··· DATA RECORDS

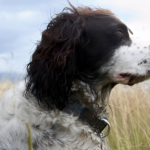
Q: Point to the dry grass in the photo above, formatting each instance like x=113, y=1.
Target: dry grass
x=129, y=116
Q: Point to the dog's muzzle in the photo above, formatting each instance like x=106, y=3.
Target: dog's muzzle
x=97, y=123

······
··· DATA RECORDS

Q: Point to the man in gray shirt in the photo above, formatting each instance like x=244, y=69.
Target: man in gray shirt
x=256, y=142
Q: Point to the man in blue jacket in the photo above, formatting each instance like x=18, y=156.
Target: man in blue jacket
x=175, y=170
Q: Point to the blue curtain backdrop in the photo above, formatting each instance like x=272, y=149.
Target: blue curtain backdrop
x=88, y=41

······

TASK DETAILS - Bring together each line above where the string "instance" turns up.

WRITTEN REPLY -
Q: Point to the dry grass in the photo above, formatting each instance like x=113, y=1.
Q: Point to the dog's muzzle in the photo above, formatting each instance like x=106, y=3.
Q: Point to the man in gray shirt in the photo above, formatting each instance like x=244, y=69.
Q: Point to the man in blue jacket in the photo above, formatting each instance like x=18, y=156.
Q: Point to the blue curtain backdrop in the photo above, formatting each instance like x=272, y=149.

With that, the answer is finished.